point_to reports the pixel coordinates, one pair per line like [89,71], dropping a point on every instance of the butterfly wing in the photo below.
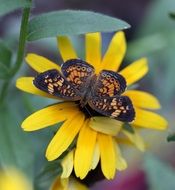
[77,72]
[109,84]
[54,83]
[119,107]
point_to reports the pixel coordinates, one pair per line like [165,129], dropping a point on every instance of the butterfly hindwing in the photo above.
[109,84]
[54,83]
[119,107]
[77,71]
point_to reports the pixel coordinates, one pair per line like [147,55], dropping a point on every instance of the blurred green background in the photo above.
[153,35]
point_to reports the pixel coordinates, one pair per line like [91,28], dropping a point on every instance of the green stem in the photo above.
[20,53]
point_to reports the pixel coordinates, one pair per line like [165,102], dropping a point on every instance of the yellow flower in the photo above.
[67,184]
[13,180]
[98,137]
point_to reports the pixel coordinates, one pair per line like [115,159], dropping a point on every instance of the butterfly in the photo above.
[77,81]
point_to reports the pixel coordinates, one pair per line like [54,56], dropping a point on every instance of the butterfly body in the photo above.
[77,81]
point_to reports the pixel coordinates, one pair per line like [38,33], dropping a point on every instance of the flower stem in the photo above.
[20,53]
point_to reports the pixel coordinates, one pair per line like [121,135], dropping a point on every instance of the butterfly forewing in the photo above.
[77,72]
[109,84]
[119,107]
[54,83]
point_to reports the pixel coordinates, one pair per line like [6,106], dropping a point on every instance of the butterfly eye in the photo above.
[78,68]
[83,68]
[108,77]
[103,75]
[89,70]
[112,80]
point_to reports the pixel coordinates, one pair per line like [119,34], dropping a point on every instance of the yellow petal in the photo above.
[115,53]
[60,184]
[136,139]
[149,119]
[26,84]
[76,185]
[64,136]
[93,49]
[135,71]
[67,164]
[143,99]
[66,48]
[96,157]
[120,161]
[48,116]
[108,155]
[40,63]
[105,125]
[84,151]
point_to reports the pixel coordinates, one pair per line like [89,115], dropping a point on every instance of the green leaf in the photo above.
━━━━━━━━━━━━━━━━━━━━
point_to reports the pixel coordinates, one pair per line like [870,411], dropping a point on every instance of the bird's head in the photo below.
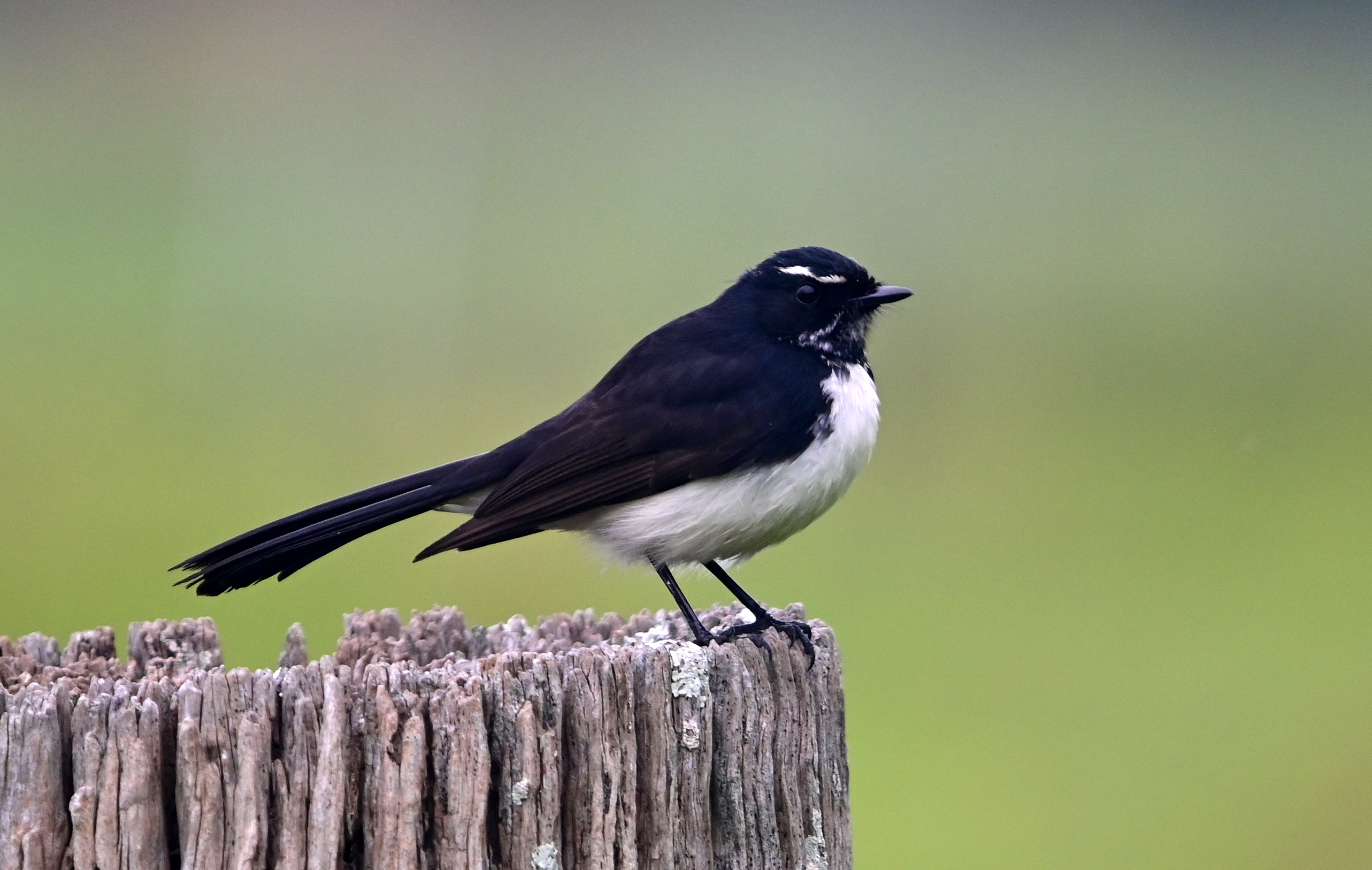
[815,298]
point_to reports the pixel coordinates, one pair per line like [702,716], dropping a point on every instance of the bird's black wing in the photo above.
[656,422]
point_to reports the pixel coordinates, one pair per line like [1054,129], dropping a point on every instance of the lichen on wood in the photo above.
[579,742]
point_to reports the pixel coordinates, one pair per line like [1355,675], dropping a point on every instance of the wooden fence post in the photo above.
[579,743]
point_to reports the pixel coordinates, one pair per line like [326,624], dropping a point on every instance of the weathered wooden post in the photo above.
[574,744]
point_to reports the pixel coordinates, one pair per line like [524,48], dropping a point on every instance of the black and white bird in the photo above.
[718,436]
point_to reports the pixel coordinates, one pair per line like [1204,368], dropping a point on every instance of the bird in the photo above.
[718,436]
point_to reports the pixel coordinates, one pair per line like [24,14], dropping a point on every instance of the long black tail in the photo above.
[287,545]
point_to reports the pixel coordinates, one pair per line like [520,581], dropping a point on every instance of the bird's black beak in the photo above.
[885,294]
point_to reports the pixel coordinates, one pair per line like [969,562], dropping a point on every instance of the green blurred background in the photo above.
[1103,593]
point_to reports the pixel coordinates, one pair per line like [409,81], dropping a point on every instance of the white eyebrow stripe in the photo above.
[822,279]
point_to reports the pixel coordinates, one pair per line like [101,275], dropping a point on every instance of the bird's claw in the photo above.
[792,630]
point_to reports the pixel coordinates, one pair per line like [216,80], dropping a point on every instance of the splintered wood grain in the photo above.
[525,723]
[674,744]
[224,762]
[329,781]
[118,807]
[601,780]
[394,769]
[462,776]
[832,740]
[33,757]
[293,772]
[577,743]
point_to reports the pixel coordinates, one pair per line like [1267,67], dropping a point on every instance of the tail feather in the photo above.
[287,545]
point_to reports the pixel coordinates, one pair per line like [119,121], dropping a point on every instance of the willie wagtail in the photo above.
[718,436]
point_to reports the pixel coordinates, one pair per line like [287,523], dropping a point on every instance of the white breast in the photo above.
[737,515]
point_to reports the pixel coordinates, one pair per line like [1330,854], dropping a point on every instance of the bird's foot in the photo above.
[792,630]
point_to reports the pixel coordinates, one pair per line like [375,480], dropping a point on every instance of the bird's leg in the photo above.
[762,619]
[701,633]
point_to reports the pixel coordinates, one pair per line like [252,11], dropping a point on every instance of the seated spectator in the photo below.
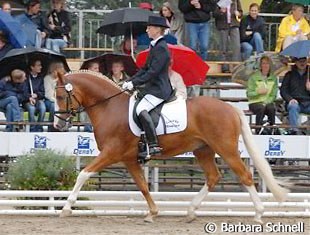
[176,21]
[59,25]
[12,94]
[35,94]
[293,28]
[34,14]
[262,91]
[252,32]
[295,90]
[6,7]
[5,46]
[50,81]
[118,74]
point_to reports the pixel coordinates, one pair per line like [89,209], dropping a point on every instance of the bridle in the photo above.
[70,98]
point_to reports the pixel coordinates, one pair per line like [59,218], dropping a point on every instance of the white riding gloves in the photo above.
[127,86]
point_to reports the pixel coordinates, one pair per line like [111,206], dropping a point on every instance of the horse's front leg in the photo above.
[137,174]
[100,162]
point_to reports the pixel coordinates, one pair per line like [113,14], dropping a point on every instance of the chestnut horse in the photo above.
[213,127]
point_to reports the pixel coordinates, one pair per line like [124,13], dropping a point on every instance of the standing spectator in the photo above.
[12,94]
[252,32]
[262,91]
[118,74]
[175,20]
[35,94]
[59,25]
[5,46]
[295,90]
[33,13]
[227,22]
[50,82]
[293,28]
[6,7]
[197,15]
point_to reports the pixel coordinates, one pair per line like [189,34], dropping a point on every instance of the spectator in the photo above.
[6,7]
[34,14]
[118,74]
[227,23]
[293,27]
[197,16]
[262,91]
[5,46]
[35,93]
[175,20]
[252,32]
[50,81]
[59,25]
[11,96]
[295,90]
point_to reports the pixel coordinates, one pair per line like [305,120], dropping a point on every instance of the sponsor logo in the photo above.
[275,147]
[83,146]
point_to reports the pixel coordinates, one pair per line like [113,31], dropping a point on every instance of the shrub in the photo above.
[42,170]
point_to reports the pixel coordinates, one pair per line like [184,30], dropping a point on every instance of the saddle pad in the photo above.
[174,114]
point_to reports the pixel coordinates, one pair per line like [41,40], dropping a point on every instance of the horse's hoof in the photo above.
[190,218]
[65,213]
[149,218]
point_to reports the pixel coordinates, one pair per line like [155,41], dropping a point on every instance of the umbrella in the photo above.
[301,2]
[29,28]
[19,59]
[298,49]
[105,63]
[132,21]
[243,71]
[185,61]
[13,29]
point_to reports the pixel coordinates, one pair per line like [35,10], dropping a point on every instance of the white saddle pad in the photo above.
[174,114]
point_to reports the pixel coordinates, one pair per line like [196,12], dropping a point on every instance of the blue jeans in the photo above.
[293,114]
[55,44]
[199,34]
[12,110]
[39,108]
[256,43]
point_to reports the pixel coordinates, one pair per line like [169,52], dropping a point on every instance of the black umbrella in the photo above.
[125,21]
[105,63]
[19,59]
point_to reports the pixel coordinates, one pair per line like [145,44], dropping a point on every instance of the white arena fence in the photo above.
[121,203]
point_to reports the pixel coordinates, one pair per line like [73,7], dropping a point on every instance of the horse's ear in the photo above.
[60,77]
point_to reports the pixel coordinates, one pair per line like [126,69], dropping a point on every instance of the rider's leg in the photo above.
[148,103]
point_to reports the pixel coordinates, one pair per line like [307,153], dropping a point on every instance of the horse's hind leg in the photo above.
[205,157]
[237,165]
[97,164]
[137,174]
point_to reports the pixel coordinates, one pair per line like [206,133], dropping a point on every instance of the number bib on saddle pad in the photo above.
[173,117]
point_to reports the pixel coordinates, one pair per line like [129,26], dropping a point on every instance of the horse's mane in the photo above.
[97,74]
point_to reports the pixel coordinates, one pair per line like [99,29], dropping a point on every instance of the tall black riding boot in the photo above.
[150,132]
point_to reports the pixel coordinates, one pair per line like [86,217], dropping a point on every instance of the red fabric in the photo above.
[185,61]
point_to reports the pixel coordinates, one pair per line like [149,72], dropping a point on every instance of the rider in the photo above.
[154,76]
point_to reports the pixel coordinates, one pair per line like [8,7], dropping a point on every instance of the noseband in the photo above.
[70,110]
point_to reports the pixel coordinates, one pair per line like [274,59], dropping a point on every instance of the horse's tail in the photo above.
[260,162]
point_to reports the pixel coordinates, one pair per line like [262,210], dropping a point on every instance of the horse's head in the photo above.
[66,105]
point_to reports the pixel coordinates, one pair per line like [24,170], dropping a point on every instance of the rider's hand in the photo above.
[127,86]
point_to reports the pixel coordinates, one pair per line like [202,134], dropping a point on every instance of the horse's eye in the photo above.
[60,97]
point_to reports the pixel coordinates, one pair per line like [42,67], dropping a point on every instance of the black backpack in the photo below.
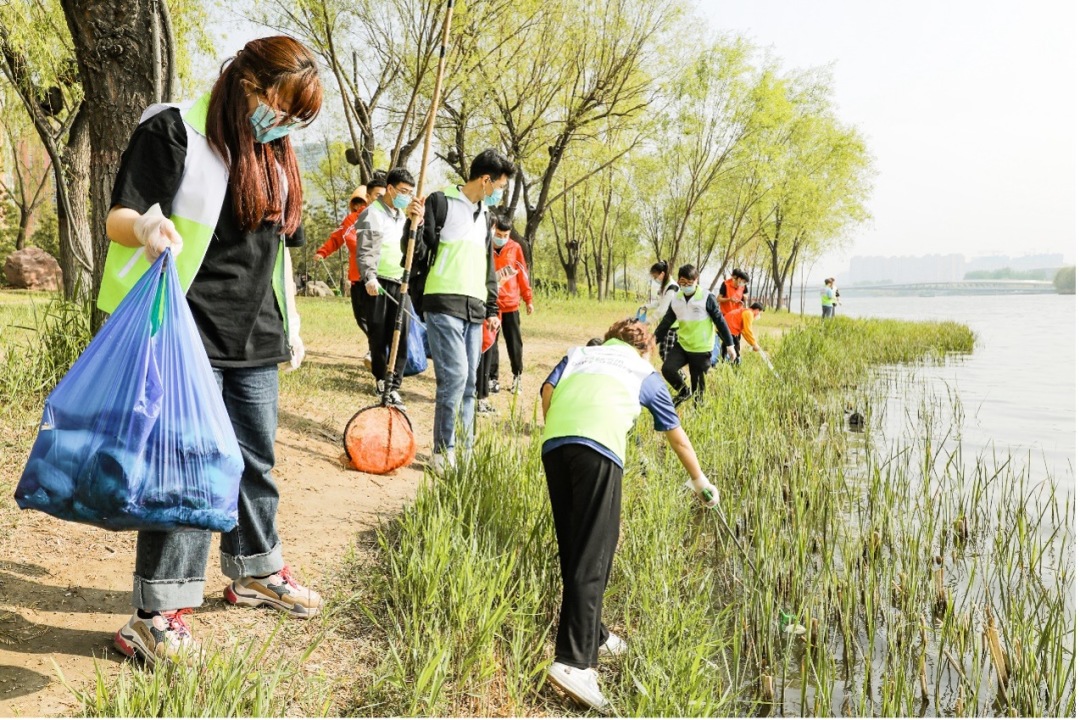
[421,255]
━━━━━━━━━━━━━━━━━━━━
→ STATED TASK
Report every line above that contains the word "white", copying each such line in full.

→ TASK OUTPUT
point_to reports the pixel coordinates, one pair per line like [524,48], dropping a point on every instance of the black and white bird in the photo above.
point_to reports the pixel coordinates, one pair per line like [409,81], dropping a point on every instance of the white eyebrow stripe in the photo above.
point_to reports the pixel coordinates, one pair per line like [287,523], dropping a point on every instance of the white breast in the photo above.
point_to reports the pixel coordinates, one pair per line like [59,218], dropping a point on every instance of the white riding gloves in the photo above.
point_to reports the pixel coordinates, one pair per line like [35,10], dropping a point on every instance of the white saddle pad in the photo above.
point_to reports the pixel coordinates, one pair per line like [145,44], dropping a point on every instance of the white arena fence in the photo above.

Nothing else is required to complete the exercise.